* begin Information given *
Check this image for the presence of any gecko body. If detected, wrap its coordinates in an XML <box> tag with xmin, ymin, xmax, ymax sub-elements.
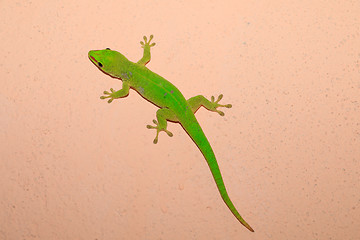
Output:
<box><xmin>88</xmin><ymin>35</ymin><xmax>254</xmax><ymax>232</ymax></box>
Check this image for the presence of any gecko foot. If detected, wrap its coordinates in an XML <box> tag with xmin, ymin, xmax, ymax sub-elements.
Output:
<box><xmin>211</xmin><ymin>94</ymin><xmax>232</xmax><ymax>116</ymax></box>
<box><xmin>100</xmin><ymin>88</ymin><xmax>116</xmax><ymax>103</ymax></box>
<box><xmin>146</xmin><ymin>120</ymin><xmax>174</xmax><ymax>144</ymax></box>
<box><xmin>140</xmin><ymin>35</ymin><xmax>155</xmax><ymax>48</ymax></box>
* end Information given *
* begin Information given *
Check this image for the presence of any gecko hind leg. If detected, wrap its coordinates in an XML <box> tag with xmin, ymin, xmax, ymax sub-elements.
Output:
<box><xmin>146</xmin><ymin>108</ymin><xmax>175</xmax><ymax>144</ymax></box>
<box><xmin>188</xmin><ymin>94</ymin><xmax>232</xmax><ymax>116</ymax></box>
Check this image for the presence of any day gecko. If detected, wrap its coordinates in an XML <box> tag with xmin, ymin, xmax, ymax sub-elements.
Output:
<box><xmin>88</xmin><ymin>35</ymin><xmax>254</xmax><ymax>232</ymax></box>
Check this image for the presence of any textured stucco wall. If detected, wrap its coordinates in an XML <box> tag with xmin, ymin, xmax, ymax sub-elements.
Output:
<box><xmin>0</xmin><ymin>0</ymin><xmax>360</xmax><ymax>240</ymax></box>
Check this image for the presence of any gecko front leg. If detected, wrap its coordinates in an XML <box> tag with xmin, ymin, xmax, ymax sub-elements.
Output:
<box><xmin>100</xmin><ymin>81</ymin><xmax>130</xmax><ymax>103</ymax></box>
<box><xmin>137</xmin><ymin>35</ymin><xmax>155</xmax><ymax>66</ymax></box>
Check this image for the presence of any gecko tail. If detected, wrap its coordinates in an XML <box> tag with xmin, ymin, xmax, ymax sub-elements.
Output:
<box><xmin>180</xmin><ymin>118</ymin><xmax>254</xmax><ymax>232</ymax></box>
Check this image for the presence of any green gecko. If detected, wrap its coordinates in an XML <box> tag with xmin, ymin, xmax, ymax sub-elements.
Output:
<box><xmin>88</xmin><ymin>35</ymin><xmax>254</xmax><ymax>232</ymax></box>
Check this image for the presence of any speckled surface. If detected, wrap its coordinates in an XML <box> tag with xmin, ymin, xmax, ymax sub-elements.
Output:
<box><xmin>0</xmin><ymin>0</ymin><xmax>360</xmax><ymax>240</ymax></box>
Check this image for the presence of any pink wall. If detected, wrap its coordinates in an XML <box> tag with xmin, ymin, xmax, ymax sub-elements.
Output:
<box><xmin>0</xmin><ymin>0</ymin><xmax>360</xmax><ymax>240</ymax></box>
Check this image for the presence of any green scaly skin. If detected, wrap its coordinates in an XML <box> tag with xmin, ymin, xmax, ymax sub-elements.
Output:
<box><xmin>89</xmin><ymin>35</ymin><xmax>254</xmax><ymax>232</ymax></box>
* end Information given *
Work to do>
Show every line of the entries above that contains the string "wall".

Full response>
Check this image for the presence of any textured stucco wall. If detected, wrap its coordinates in an XML <box> tag with xmin, ymin, xmax, ymax sub-elements.
Check this image for the presence of any pink wall. If detected, wrap its coordinates in an XML <box> tag with xmin, ymin, xmax, ymax sub-elements.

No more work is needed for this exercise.